::: Provided passage :::

The containerization of the IT world continues. What started with virtualization in the early 2000s has reached with Docker a state, where it’s again a hype topic.
Therefor it’s natural that people also started to play with AEM in docker (https://adapt.to/2016/en/schedule/running-aem-in-docker.html, https://www.linkedin.com/pulse/running-aem-docker-satendra-singh and many more).
Of course I was challenged with the requirement to run AEM in docker too. Customers and partners asking how to run AEM in docker. If I can provide dockerfiles etc. I am hestitating to do it, because for me docker and AEM are not a really good fit (right now with AEM 6.3 in 2017).
Some background first: Docker containers should be stateless. Only if the application within the container does not hold any persistent state, you can shut it down (which means deleting all the files created by the application in the container itself), start it up, replace it by a different container holding a new version of the application etc. The whole idea is to make the persistent state somebody else’s problem (typically a database). Deployments should be as easy as starting new docker instances (from a pre-tested and validated docker images) and shutting down the old ones. Not working and testing in production anymore.
So, how does that collide with AEM? AEM is not only an application, but the application is closely tied with a repository, which holds state. Typically the application is stored within the repository, next to the “user data” (= content). This means, that you cannot just replace an AEM instance inside docker by a new instance without loosing this content (or resetting it to a state, which is shipped with the docker image). Loosing content is of course not acceptable.

::: Collected material :::

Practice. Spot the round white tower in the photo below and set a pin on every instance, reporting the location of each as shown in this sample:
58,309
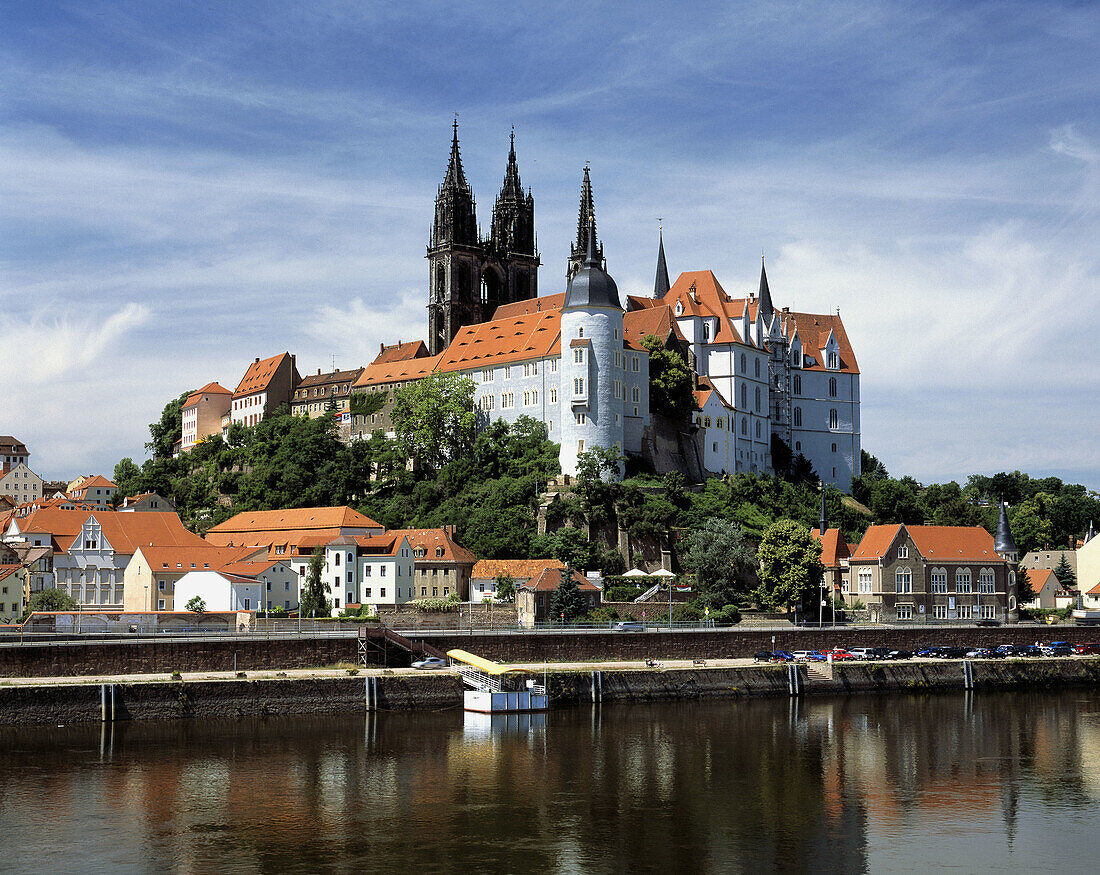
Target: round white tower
591,335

:::

Set problem
Please return, word for word, the part of the AEM and Docker post from "Some background first: Docker" up to and including "in production anymore.".

The response
Some background first: Docker containers should be stateless. Only if the application within the container does not hold any persistent state, you can shut it down (which means deleting all the files created by the application in the container itself), start it up, replace it by a different container holding a new version of the application etc. The whole idea is to make the persistent state somebody else’s problem (typically a database). Deployments should be as easy as starting new docker instances (from a pre-tested and validated docker images) and shutting down the old ones. Not working and testing in production anymore.